* **Work instructions**
Take the data below and repeat it exactly.

[Coordinate labeling data]
(begin)

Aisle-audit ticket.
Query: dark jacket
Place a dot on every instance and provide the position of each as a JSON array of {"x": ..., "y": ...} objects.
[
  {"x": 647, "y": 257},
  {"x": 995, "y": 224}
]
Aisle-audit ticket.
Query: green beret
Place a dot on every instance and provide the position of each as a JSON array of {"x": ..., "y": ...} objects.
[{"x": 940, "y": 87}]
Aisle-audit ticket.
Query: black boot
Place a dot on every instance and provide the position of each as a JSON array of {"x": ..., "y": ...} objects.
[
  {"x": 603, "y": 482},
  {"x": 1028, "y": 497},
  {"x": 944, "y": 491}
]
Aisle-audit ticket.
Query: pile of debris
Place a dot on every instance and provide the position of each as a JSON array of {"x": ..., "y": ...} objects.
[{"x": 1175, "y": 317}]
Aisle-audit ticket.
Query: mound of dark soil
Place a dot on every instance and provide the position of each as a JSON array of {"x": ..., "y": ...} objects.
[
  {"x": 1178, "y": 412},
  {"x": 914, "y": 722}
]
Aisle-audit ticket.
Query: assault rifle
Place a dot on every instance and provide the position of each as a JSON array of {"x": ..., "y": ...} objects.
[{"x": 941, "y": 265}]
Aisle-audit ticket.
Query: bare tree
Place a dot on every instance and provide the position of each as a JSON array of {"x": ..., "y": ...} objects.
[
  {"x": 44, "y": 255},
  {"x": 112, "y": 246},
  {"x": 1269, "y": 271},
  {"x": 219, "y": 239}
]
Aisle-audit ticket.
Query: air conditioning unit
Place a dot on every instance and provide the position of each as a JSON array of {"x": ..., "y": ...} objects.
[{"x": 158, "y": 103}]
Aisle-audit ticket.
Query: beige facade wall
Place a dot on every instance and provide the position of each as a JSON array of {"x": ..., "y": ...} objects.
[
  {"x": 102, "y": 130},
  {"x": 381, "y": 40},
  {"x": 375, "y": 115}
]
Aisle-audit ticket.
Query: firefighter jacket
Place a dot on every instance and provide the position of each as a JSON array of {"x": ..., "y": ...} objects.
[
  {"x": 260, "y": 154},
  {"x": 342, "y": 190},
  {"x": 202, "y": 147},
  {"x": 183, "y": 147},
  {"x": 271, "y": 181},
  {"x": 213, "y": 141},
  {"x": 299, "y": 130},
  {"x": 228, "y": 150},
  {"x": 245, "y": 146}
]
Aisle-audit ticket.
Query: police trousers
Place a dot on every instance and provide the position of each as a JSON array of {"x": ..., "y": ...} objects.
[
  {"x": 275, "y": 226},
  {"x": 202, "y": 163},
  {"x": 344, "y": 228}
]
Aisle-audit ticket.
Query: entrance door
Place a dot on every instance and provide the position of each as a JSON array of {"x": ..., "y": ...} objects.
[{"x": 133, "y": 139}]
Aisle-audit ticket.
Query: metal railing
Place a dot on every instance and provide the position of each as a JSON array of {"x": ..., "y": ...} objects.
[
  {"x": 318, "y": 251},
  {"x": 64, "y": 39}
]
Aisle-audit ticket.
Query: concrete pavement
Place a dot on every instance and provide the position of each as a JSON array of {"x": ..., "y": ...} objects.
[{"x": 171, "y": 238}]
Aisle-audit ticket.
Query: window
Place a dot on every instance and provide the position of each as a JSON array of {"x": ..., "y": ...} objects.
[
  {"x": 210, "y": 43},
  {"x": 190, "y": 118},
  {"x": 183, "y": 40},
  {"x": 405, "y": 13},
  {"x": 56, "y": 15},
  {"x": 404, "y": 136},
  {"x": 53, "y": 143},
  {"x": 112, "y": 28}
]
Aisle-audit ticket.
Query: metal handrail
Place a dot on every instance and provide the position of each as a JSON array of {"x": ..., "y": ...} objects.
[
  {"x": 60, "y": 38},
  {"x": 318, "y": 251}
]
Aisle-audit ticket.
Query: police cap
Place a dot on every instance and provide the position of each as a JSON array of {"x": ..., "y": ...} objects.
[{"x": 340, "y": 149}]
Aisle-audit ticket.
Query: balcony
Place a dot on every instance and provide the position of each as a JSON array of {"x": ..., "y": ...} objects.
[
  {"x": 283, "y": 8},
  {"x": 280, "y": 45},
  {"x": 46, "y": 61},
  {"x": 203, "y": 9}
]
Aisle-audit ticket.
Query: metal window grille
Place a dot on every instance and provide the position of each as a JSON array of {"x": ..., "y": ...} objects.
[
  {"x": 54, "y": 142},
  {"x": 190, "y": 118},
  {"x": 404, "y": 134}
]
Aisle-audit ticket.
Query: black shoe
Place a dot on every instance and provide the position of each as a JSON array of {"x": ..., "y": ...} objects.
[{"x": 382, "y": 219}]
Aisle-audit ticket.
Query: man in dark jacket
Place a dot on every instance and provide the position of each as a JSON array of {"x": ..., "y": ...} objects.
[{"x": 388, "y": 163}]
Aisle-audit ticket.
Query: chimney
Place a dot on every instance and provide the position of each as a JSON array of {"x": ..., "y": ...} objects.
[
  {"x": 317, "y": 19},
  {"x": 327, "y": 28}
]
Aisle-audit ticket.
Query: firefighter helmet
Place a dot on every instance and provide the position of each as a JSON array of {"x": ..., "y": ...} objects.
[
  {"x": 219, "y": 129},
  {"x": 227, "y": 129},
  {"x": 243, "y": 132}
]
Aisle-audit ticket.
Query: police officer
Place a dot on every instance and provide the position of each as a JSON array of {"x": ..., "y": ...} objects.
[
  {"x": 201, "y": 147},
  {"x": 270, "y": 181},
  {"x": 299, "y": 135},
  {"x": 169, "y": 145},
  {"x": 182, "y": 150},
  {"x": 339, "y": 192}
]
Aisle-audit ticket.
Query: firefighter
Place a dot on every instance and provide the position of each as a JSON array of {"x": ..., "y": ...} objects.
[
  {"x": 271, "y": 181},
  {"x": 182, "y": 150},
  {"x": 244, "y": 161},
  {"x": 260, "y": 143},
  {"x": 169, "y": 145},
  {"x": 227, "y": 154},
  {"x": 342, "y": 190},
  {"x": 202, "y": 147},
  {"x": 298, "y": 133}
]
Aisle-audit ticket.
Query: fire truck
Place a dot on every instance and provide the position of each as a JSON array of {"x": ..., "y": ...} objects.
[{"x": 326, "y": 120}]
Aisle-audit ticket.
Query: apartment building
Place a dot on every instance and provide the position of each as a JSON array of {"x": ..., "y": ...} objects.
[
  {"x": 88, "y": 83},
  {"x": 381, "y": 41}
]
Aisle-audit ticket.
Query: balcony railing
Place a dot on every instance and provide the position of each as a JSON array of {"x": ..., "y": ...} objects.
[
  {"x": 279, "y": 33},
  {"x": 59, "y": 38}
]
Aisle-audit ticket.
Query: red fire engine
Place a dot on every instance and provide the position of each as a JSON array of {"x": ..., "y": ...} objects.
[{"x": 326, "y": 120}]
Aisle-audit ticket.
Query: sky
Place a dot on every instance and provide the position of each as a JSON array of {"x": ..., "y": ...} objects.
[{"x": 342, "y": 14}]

(end)

* **Result for this task**
Aisle-audit ticket.
Query: dark jacket
Place a dot on every instance and provide the position of each as a JSON array of {"x": ..., "y": ...} objects.
[
  {"x": 647, "y": 257},
  {"x": 995, "y": 224}
]
Aisle-audit ticket.
Query: green beret
Place a dot on every instance and provide the position of each as a JSON array of {"x": ..., "y": ...} objects.
[{"x": 940, "y": 87}]
Aisle-audit ticket.
Query: black boot
Place a dot on every instance and provide the position of each as a JSON array of {"x": ..., "y": ...} objects.
[
  {"x": 603, "y": 482},
  {"x": 1028, "y": 497},
  {"x": 944, "y": 491}
]
Aisle-audit ticket.
Query: pile of debris
Place a dot on every instance and provide the position of each as a JSON array of {"x": ..., "y": ...} objects.
[{"x": 1175, "y": 317}]
Aisle-audit ticket.
Query: mound of dark soil
Place a dot on every instance and provide the position of each as a JSON array of {"x": ..., "y": ...} objects.
[
  {"x": 1178, "y": 412},
  {"x": 914, "y": 722}
]
Aisle-audit ticket.
Query: assault rifle
Place a dot on every instance and provide the position of each as a JSON array of {"x": ..., "y": ...} objects.
[{"x": 941, "y": 265}]
Aisle-audit ticket.
Query: bare tree
Place a dot on every instance and provide the position of each as a JSON array of {"x": ..., "y": ...} objects.
[
  {"x": 44, "y": 255},
  {"x": 112, "y": 246},
  {"x": 1269, "y": 271},
  {"x": 219, "y": 239}
]
Aisle-audit ticket.
Query: air conditioning unit
Place a dot on every instance and provide the position of each as a JSON array of {"x": ..., "y": ...} objects.
[{"x": 158, "y": 103}]
Aisle-audit ticket.
Query: beige facade wall
Place a dot on every instance and provide the position of each as a JSON array of {"x": ..., "y": ...} objects.
[
  {"x": 102, "y": 130},
  {"x": 381, "y": 40},
  {"x": 375, "y": 115}
]
Aisle-audit ticket.
Query: firefighter jacket
Place a dot on every instance and provide the position of each as a JSON array of {"x": ..., "y": ...} objects.
[
  {"x": 260, "y": 154},
  {"x": 342, "y": 190},
  {"x": 202, "y": 147},
  {"x": 183, "y": 147},
  {"x": 271, "y": 181},
  {"x": 213, "y": 141},
  {"x": 299, "y": 130},
  {"x": 228, "y": 150},
  {"x": 245, "y": 146}
]
Aisle-audit ticket.
Query: police trousers
Place a dot on every instance and provide the position of each as a JSON array of {"x": ..., "y": ...} objects.
[
  {"x": 275, "y": 226},
  {"x": 202, "y": 163},
  {"x": 344, "y": 228}
]
Aisle-audit ticket.
Query: entrance door
Place a dot on every instance and provide the position of each as a JSON array of {"x": ..., "y": ...} objects.
[{"x": 133, "y": 139}]
Aisle-audit ticket.
Query: metal railing
Place a dot on every instance and provide the position of each as a JSON array of {"x": ..., "y": ...} objects.
[
  {"x": 318, "y": 251},
  {"x": 64, "y": 39}
]
Aisle-audit ticket.
Query: concrete pavement
Place a dot on every instance and provide the position of each as a JSON array of {"x": ..., "y": ...} objects.
[{"x": 171, "y": 238}]
Aisle-audit ticket.
Query: window
Place a dot on every instance and provide the position of each as a JSON array of {"x": ..., "y": ...} objects.
[
  {"x": 210, "y": 43},
  {"x": 190, "y": 118},
  {"x": 183, "y": 40},
  {"x": 405, "y": 13},
  {"x": 56, "y": 15},
  {"x": 404, "y": 136},
  {"x": 53, "y": 143},
  {"x": 112, "y": 28}
]
Aisle-audit ticket.
Query: metal handrail
Place a dot on every instance and provide the position of each as a JSON array of {"x": ..., "y": ...} objects.
[
  {"x": 60, "y": 38},
  {"x": 318, "y": 251}
]
Aisle-audit ticket.
Query: police cap
Place a dot on every instance and provide the position of each as a JSON array of {"x": ..., "y": ...} objects.
[{"x": 340, "y": 149}]
Aisle-audit ticket.
Query: balcony
Place a dot on every instance and provide the position of each as a JSON array of {"x": ..., "y": ...} objects.
[
  {"x": 283, "y": 8},
  {"x": 280, "y": 45},
  {"x": 46, "y": 61},
  {"x": 203, "y": 9}
]
Aisle-audit ticket.
Query: metal window grille
Place a dot on every instance and provide the position of each as a JSON array of {"x": ..., "y": ...} objects.
[
  {"x": 54, "y": 142},
  {"x": 190, "y": 118},
  {"x": 404, "y": 134}
]
Aisle-audit ticket.
Query: black shoe
Place a dot on every instance and provide the position of each as a JSON array of {"x": ..., "y": ...} objects.
[{"x": 382, "y": 219}]
Aisle-audit ticket.
Query: man in dark jacket
Place a dot on every instance and provide the position of each as a JSON array of {"x": ..., "y": ...} objects.
[{"x": 388, "y": 163}]
Aisle-audit ticket.
Query: chimney
Place a dot on every instance and provide the position of each as a JSON array of {"x": ..., "y": ...} objects.
[
  {"x": 317, "y": 19},
  {"x": 327, "y": 28}
]
Aisle-audit ticket.
Query: firefighter helmet
Place a dot on every instance and provide the position of each as a JSON array of {"x": ..., "y": ...} objects.
[
  {"x": 219, "y": 129},
  {"x": 227, "y": 129},
  {"x": 243, "y": 132}
]
Aisle-audit ticket.
Query: police officer
Place a dot on every instance and provide the position of each as a JSON array of {"x": ..., "y": ...} objects.
[
  {"x": 201, "y": 147},
  {"x": 270, "y": 181},
  {"x": 299, "y": 135},
  {"x": 169, "y": 145},
  {"x": 182, "y": 150},
  {"x": 339, "y": 192}
]
Aisle-audit ticket.
Query: firefighter
Place a dot on every instance and provide the position of each as a JSON array of {"x": ..., "y": ...} objects.
[
  {"x": 271, "y": 181},
  {"x": 182, "y": 150},
  {"x": 244, "y": 161},
  {"x": 260, "y": 143},
  {"x": 169, "y": 145},
  {"x": 227, "y": 154},
  {"x": 342, "y": 190},
  {"x": 202, "y": 147},
  {"x": 298, "y": 133}
]
Aisle-audit ticket.
Query: fire truck
Place a dot on every instance and provide the position of each as a JSON array of {"x": ..., "y": ...} objects.
[{"x": 326, "y": 120}]
Aisle-audit ticket.
Query: apartment building
Place a dot on every instance and provide the position of each as a JSON array of {"x": ..., "y": ...} objects.
[
  {"x": 88, "y": 83},
  {"x": 381, "y": 41}
]
Aisle-audit ticket.
Query: balcony railing
Place a dot on every instance and provide the position of each as a JSON array of {"x": ..., "y": ...} objects.
[
  {"x": 279, "y": 33},
  {"x": 59, "y": 38}
]
Aisle-audit ticket.
Query: red fire engine
Place a dot on every instance and provide the position of each as a JSON array of {"x": ..., "y": ...} objects.
[{"x": 326, "y": 120}]
Aisle-audit ticket.
Query: sky
Place a dot on every instance and provide the position of each as a JSON array of {"x": ..., "y": ...} objects.
[{"x": 342, "y": 14}]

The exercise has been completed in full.